## TEXT BLOCK
Start
No, just those two. Might go back this September. Fine Line looks great... well, the first few pitches do. I think folks generally rap off then (I'm happy to be corrected on that - there was a team on it when we were on the Beckey D and that's what they did.) The next day they did Sunrise Dihedral (I think it's 'Sunrise'...?) which looks stunning - except, unfortunately, for the wide top pitch.

 jon 14 Feb 2012
In reply to Offwidth:
> (In reply to jon) You need to be careful doing that on soft sandstone.

Yep, you're right. Had no choice though. I was told by some hard looking woman at the bottom that if I didn't have eleven no 3's, I stood no chance. No backing down when that happens! This of course exposes the nonsense of Indian Creek. If you've got enough gear you can toprope the route on the lead. So, as Rich K implies, the E grade depends on the amount of gear you have.
 Andy Clarke 14 Feb 2012
In reply to 1poundSOCKS: I'd give Bishop's Terrace sustained HVS 5a. Superb. Probably the best single pitch route of our trip to Yosemite in 2010.
 Mick Ward 14 Feb 2012
In reply to jon:

Ah Jon, that rare dent in your maturity is quite endearing! There's nothing like being arrogantly told you haven't a chance to get ones' hackles up.

Mick
 jon 14 Feb 2012
In reply to Mick Ward:

Well it was 17 years ago, Mick. Got more sense now. But you're right, hackles were up.
 Smelly Fox 14 Feb 2012
In reply to jon:
> (In reply to Offwidth)
> [...]
>
> Yep, you're right. Had no choice though. I was told by some hard looking woman at the bottom that if I didn't have eleven no 3's, I stood no chance. No backing down when that happens! This of course exposes the nonsense of Indian Creek. If you've got enough gear you can toprope the route on the lead. So, as Rich K implies, the E grade depends on the amount of gear you have.

You should have perhaps asked to borrow their cams. That seemed to be the norm when I was there (although our local partner had 3 or 4 racks of camelots anyway)!
 Toby Dunn 14 Feb 2012
In reply to Chris Craggs:
> (In reply to Toby Dunn)
> [...]
> Are they really so different to their Yosemite equivalents?
> Chris

Yes, they are. The really pure Utah stuff makes most valley cracks look like some wibbly Stanage 'crack' with about 3 proper jams on it.
Plus Utah cracks tend to be steeper, more sustained but with better jams. Yosemite tends to the off vertical, and even on the slick granite there you end up smearing outside the crack a fair bit. In IC not so much, especially on the really hard shiny desert patina.
End
## DATA EXTRACT
Start
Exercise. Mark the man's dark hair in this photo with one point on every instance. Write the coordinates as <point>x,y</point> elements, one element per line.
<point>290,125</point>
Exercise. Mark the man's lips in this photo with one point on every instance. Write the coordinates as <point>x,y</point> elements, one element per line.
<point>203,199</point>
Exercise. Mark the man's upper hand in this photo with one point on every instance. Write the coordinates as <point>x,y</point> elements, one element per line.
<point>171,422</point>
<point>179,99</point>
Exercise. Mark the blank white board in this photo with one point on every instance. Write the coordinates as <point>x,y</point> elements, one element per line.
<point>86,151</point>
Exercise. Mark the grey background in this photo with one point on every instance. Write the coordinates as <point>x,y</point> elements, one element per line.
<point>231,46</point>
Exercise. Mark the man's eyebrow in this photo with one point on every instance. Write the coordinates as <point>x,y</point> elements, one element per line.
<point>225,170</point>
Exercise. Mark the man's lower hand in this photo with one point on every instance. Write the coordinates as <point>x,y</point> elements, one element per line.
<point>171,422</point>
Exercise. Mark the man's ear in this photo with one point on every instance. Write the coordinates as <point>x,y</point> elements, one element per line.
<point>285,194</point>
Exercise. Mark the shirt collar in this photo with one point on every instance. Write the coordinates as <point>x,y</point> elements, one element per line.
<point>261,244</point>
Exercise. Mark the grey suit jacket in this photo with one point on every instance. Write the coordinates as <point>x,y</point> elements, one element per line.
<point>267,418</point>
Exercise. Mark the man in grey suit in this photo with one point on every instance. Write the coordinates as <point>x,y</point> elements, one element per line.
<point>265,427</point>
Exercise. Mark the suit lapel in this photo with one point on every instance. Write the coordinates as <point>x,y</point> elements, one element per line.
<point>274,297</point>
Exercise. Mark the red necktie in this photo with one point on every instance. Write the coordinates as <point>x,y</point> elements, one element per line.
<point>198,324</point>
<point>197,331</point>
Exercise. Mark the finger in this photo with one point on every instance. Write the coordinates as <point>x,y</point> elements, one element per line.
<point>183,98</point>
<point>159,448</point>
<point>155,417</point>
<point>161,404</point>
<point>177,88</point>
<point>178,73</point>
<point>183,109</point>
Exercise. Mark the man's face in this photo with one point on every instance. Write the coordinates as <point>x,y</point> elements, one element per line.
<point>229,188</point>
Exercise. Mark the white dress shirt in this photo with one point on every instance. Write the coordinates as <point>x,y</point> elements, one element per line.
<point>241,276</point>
End
Start
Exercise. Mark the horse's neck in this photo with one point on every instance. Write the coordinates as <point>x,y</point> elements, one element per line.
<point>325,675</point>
End
Start
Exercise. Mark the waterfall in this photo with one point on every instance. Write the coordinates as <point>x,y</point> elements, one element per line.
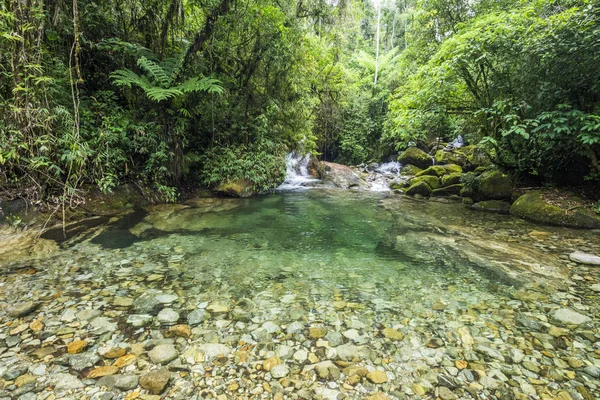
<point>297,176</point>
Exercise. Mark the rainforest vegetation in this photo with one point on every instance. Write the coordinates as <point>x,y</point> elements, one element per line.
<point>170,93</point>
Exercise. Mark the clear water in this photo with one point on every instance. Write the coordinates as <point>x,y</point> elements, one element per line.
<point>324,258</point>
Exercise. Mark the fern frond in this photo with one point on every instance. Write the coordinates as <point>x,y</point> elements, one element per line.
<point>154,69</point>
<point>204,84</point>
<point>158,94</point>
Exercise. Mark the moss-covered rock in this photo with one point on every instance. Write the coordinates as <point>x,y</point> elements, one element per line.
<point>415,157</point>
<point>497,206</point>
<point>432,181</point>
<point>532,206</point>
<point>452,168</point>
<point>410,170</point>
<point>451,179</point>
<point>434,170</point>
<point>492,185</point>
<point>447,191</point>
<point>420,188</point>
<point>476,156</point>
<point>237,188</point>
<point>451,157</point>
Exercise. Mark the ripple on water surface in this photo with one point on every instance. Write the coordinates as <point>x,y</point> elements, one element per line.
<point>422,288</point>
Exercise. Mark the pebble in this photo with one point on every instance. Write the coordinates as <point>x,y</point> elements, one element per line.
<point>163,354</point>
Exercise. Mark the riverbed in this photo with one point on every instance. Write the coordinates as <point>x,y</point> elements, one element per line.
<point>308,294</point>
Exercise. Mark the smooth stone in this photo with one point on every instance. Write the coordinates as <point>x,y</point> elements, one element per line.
End
## WHAT YOU NEED TO DO
Copy the stretch of the crack-climbing thread from "You should have" through "of camelots anyway)!", word for word.

## COMPLETE RESPONSE
You should have perhaps asked to borrow their cams. That seemed to be the norm when I was there (although our local partner had 3 or 4 racks of camelots anyway)!